**Text under study:**
*** Begin section ***

At the end of 2024, we titled our letter Is this a Generational Opportunity, highlighting what we believed to be asymmetric return potential in lower valuation equities and small caps, an opportunity hidden within the concentrated/technology-heavy passive indexes. After about a decade of lagging the market, low-valuation and small caps appear to us to be positioned for what could be a multi-year outperformance cycle. While Tariff fears and rising economic uncertainty caused a headwind early in 2025 – similar to the Covid outbreak in early 2020 – fear subsided as the year progressed and the market began to broaden out in favor of this overlooked subset.
During the fourth quarter, value outperformed growth equities by 269-724 bps across all market caps.

However, market participants remain overly focused on technology and AI related investments. A recent industry study1 highlighted how a basket of the largest 12 AI-linked stocks added approximately $15T of market cap since launch of ChatGPT in 2022. During this time period, these same twelve companies increased revenues by $650B. Their market cap expansion has been nearly 23x higher than revenue growth!1 Many of these companies are now in the top ten weighting in the S&P 500, increasing the largest company concentration from the mid-20s to above 40% over the past three years.

*** End section ***

**What is required:**
Answer these questions using the market letter:
(a) What title was given to the letter at the end of 2024?
(b) By how many basis points did value outperform growth equities during the fourth quarter?
(c) By how much did the twelve AI-linked companies increase their revenues since the launch of ChatGPT?
The records that come next are separate material and are unrelated to the market letter.

**Data extracts:**
*** Begin section ***

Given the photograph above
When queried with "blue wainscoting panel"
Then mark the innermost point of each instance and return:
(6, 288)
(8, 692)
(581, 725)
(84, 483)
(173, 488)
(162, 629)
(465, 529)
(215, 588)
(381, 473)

*** End section ***

**Answer to the exercise:**
(a) Is this a Generational Opportunity
(b) 269-724 bps, across all market caps
(c) $650B